___ RECORDS FOR PROCESSING ___
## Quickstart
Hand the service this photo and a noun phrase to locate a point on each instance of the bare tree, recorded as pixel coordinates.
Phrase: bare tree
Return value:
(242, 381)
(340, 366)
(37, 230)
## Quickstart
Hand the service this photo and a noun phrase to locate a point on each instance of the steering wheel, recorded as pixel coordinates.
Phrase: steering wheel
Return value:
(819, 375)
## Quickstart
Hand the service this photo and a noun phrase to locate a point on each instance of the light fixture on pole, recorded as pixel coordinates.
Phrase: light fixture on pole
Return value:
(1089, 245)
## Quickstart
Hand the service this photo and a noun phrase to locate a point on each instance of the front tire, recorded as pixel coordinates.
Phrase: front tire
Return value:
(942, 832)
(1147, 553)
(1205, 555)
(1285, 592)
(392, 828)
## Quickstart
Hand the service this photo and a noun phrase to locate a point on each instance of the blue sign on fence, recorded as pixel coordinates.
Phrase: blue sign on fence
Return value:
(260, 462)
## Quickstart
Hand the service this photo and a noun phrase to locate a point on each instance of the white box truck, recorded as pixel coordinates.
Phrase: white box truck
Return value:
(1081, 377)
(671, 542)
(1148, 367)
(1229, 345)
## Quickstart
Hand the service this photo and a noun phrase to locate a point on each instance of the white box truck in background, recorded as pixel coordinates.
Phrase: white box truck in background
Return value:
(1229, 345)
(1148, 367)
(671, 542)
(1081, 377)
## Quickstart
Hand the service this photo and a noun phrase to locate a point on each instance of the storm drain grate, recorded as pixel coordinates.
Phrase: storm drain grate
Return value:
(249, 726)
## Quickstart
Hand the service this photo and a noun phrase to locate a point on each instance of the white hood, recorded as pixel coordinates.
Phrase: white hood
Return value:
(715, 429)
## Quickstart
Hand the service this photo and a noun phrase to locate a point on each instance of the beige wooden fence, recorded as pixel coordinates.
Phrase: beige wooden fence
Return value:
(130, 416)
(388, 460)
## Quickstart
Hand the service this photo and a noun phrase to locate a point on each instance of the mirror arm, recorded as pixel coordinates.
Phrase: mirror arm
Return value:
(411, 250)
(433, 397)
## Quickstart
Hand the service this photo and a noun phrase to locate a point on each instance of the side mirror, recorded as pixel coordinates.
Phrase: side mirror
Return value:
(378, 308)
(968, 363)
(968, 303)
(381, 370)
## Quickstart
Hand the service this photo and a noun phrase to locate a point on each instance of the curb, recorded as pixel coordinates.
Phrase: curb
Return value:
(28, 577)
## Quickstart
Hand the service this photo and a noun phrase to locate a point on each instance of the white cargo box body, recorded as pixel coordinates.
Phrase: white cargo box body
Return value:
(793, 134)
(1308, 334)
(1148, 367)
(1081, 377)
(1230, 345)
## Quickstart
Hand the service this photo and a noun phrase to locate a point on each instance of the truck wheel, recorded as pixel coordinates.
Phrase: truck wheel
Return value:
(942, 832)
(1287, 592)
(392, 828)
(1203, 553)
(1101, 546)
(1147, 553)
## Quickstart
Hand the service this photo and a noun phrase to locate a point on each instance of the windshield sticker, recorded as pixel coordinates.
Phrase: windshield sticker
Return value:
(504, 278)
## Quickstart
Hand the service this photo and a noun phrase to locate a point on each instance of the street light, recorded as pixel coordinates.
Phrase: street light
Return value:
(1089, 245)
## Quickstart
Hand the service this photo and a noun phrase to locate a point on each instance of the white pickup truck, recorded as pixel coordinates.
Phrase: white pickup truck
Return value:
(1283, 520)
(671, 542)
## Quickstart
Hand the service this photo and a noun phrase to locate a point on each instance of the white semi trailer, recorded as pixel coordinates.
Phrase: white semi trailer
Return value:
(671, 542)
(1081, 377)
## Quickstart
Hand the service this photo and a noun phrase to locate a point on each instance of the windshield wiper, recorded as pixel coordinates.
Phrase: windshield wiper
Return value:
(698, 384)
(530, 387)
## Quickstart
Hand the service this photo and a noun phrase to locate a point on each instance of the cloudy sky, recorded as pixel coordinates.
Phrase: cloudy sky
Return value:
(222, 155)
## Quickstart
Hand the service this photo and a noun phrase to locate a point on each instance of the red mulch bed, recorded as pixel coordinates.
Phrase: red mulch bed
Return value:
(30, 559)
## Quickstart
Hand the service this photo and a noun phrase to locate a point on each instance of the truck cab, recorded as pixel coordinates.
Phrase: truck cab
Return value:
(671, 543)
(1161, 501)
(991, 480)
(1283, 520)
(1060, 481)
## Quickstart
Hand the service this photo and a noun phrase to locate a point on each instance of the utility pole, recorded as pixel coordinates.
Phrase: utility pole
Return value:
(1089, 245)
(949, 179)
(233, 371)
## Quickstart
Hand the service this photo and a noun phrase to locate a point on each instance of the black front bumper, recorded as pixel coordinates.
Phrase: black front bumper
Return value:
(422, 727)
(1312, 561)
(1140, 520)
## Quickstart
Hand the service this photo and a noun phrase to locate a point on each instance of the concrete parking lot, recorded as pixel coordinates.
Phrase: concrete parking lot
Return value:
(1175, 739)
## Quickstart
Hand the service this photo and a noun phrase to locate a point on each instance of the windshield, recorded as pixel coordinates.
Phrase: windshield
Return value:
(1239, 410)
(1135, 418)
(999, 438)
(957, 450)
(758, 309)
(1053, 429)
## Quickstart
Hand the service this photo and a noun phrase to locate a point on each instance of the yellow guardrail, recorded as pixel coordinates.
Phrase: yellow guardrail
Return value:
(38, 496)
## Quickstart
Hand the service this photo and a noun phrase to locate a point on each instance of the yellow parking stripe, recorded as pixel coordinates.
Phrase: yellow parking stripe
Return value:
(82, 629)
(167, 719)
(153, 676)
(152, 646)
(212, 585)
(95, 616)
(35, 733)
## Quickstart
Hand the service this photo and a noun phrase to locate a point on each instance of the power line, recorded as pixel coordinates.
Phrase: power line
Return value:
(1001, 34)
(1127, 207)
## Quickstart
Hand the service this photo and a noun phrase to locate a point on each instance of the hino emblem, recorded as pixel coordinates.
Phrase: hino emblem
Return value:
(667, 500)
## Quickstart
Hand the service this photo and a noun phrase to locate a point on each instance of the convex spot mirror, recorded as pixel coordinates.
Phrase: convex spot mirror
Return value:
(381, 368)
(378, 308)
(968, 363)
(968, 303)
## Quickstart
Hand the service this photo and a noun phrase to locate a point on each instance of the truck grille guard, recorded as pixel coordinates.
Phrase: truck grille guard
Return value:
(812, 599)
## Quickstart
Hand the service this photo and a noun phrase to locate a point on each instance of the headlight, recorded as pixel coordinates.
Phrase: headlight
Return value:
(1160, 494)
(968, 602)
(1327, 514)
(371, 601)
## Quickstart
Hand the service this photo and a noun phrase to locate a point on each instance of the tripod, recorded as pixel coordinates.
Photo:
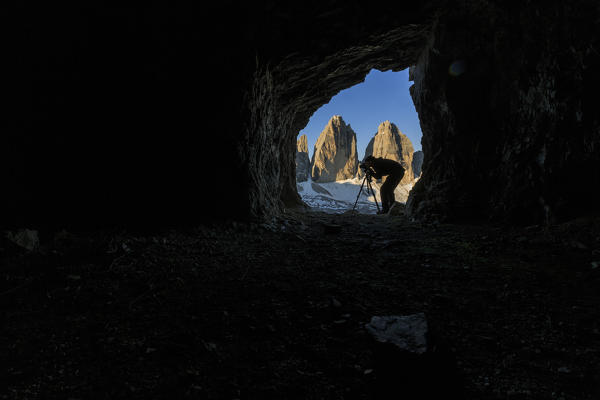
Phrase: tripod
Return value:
(367, 179)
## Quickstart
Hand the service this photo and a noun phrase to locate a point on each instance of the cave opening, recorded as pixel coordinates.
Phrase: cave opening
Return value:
(375, 117)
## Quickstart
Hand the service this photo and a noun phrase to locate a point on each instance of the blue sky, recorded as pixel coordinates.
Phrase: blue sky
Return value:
(382, 96)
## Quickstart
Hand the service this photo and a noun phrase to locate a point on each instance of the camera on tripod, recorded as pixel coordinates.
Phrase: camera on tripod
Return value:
(366, 169)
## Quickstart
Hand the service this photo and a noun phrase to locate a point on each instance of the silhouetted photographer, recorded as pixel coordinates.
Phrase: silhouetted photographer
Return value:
(379, 167)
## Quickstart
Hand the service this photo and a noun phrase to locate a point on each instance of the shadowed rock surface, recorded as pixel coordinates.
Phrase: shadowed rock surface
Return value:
(278, 310)
(392, 144)
(335, 156)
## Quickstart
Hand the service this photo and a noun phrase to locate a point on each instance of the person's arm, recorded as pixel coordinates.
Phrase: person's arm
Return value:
(376, 174)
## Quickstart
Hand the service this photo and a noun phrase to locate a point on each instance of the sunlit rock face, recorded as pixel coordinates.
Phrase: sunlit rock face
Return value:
(302, 160)
(417, 163)
(335, 157)
(505, 97)
(392, 144)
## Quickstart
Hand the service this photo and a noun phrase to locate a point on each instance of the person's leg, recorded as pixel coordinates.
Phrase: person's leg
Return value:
(393, 183)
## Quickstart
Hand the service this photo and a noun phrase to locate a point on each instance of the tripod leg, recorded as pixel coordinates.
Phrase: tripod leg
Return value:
(374, 196)
(361, 186)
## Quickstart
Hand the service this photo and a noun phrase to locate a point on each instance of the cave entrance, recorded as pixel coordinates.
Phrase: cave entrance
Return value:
(376, 117)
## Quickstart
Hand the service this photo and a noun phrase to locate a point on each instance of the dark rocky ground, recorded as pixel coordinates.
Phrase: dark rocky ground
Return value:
(278, 311)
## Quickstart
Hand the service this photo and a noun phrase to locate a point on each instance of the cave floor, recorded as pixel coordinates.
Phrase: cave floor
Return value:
(278, 310)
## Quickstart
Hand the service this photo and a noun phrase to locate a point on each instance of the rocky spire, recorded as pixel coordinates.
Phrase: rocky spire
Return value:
(302, 160)
(417, 163)
(392, 144)
(335, 157)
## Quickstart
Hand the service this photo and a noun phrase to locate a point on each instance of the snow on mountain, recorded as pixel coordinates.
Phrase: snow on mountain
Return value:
(343, 194)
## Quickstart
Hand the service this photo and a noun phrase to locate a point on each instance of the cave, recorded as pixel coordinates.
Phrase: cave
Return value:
(161, 132)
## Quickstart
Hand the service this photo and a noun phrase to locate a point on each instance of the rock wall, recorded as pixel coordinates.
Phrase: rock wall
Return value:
(505, 98)
(302, 160)
(335, 157)
(392, 144)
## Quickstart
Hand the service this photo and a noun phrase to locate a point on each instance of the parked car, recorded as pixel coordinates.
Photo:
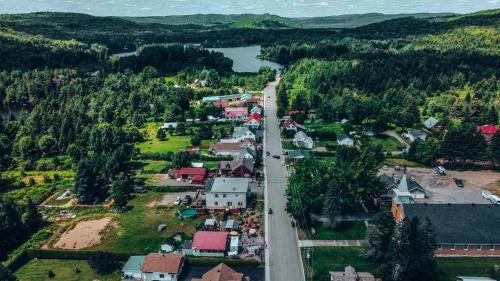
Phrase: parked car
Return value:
(486, 194)
(459, 183)
(441, 170)
(495, 199)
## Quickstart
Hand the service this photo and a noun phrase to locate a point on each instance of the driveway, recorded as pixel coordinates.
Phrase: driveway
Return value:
(283, 262)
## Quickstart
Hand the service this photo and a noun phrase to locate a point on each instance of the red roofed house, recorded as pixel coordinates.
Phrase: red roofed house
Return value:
(488, 131)
(222, 272)
(158, 266)
(209, 243)
(253, 121)
(194, 174)
(292, 125)
(236, 114)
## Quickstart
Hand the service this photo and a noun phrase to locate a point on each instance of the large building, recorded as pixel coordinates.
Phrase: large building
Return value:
(227, 193)
(461, 229)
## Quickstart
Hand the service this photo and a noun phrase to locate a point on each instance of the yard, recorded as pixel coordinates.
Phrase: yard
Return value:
(348, 230)
(37, 270)
(326, 259)
(136, 230)
(450, 268)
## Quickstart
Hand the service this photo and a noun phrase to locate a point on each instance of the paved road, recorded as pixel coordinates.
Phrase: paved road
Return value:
(283, 261)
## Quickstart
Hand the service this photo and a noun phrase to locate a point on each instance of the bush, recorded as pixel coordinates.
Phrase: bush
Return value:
(103, 262)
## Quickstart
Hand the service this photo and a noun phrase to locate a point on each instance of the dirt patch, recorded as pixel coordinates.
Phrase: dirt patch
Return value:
(85, 234)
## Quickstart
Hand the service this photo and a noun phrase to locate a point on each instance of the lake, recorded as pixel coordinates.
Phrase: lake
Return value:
(245, 58)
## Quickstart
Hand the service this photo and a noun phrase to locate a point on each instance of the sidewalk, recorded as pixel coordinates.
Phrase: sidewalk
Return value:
(330, 243)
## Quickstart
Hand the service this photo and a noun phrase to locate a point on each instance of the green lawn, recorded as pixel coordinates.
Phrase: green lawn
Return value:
(326, 259)
(37, 270)
(136, 230)
(348, 230)
(388, 143)
(449, 268)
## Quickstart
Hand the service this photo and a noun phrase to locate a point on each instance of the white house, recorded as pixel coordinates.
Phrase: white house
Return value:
(414, 134)
(168, 125)
(154, 267)
(231, 193)
(241, 133)
(301, 140)
(345, 140)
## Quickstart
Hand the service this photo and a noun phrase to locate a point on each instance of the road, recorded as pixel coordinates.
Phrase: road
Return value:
(283, 261)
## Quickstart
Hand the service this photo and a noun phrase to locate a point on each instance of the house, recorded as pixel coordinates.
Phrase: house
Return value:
(222, 272)
(227, 193)
(240, 168)
(430, 123)
(161, 267)
(209, 243)
(253, 121)
(345, 140)
(168, 245)
(368, 131)
(242, 133)
(194, 174)
(350, 274)
(301, 140)
(256, 109)
(292, 125)
(406, 184)
(414, 134)
(236, 114)
(460, 229)
(297, 155)
(488, 131)
(132, 268)
(168, 125)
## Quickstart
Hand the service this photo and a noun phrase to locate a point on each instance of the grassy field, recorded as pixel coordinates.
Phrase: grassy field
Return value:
(336, 259)
(388, 143)
(349, 230)
(136, 230)
(449, 268)
(37, 270)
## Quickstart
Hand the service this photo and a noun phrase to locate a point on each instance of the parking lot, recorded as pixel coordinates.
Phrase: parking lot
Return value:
(442, 189)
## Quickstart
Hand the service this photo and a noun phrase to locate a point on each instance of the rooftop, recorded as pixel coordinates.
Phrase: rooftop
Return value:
(460, 223)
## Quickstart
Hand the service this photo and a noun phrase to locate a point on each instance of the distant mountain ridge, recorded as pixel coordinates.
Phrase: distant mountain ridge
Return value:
(274, 21)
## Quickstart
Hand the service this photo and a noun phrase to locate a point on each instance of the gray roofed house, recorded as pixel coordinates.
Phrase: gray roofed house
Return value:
(467, 224)
(133, 266)
(430, 122)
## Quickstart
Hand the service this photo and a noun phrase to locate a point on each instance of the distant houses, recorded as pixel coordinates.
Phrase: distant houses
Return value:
(302, 140)
(227, 193)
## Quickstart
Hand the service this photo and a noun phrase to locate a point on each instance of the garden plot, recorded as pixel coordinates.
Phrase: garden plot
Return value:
(85, 234)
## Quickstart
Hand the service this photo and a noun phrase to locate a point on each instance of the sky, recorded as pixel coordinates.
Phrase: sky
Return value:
(288, 8)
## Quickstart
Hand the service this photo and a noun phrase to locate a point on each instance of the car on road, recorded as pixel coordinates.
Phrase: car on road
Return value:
(441, 170)
(459, 182)
(486, 194)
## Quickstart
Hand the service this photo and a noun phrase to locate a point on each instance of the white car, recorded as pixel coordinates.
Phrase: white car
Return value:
(486, 194)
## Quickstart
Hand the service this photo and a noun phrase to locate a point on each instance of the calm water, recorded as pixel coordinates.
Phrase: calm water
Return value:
(245, 58)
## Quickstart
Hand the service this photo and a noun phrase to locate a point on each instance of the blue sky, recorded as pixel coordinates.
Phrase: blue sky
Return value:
___
Pull out every line of the rows above that contains the word "utility", treating uppercase and lowercase as different.

Hand the service this photo and a noun phrase to locate a point on each instance of the utility pole, recorded as pixel coordinates.
Phrase: utility pole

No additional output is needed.